WHAT YOU NEED TO DO:
**A.** Write out the stretch of the Black History Month essay from "BLACK HISTORY MONTH 2021" through "and critical thinking.".
**B.** Rewrite the paragraph of the Black History Month essay beginning "Racism maintains that certain racial classes" as a short list that keeps its main points.

PAGE TEXT:
>>>>
BLACK HISTORY MONTH 2021
By 2021 Diana Award recipient, Nahjae Nunes from Kingston, Jamaica
Nahjae is a dedicated educator who, at the age of 19, has already racked up six years teaching children for free. In the height of the COVID-19 pandemic, Nahjae led a team to train over 100 children aged 9-11 in public speaking, digital literacy and critical thinking.
On this Black History Month, Nahjae reflects on what more can be done to fight racism and celebrate black excellence.
22 October 2021
I can’t breathe.
These words, immortalized by #BLM icon George Floyd, have dual meaning. They not only expressed his suffering of asphyxia which ultimately led to his demise, but they encapsulate the daily lived black experience- like suffocating; stifling at the knee of a society whose systemic structures make finding stable employment and housing, accessing education and healthcare – and now added to the list, breathing – difficult.
The last year has not been easy for anyone, but it was particularly challenging for the Black community. As though the emergence of a pandemic wasn’t enough, we also witnessed police brutality and white supremacy at its apogee, through the horrific killings of George Floyd, Breonna Taylor, Daunté Wright and several others. But the celebration of Black History Month this year provides respite for the demographic that retains great significance within an increasingly diversified world
Black History Month: The BHM 2020 theme “Proud to be”, and a mother and daughter in warm embrace.
Black History Month is not just a month to commemorate the sustained achievements and contributions of Black people to the UK and the world. It’s also a time for renewed action to challenge racism, reclaim (un-whitewashed) Black history, and make certain Black history is represented and acknowledged all year round. As 2020 showed, and 2021 continues to exemplify, Black history is being made every day, in all arenas from Racing and Track & Field, to Music, Poetry and Television & Film. We must pause to recognize this breath of black excellence, that despite efforts to extinguish, continues to blow.
The month also presents an opportunity to reflect on what more can be done. To this end, I echo the words of Professor Angela Davis, “In a racist society, it is not enough to be non-racist, we must be anti-racist.” Asserting that one is “not racist” does not compel anyone to contemplate how they should obstruct racism. Conversely, to be anti-racist means actively developing a philosophy that directly opposes racism.
Racism maintains that certain racial classes are superior/inferior to others, while anti-racism purports an egalitarian viewpoint: all racial groups are equal. There is no middle ground and there is no side-line. You either support systems and policies that stimulate racial inequity with fervour, or through passivity, or you actively fight them. Thus, the term ‘not racist’ not only has no meaning, but it also implies that there is some sort of safe space in-between that a person can exist within when there is no neutrality. We all are either being racist or anti-racist. The question then is, “How do I be anti-racist?”
United Nations: #FightRacism social media advocacy flyer.
The United Nations identifies 3 ways we can fight racism:
Engaging means avoiding being silent, but whatever you espouse must not only be grounded in passion, but in fact as well. You must engage content on the subject, learn about the many ways racism can impact all aspects of our societies but also about the concrete solutions to eradicate it.
<<<<
SOURCE MATERIAL:
>>>>
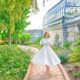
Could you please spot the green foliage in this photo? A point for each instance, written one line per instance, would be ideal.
(75, 55)
(63, 57)
(76, 74)
(14, 15)
(13, 62)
<<<<
EXPECTED RESPONSES:
**A.**
BLACK HISTORY MONTH 2021
By 2021 Diana Award recipient, Nahjae Nunes from Kingston, Jamaica
Nahjae is a dedicated educator who, at the age of 19, has already racked up six years teaching children for free. In the height of the COVID-19 pandemic, Nahjae led a team to train over 100 children aged 9-11 in public speaking, digital literacy and critical thinking.

**B.**
- Racism holds that some racial groups are superior or inferior to others; anti-racism holds that all racial groups are equal.
- There is no middle ground or sideline: a person either supports systems and policies that drive racial inequity, with fervor or through passivity, or actively fights them.
- The term "not racist" therefore has no meaning and wrongly implies a safe, neutral space in between.
- Everyone is either being racist or anti-racist, which leads to the question of how to be anti-racist.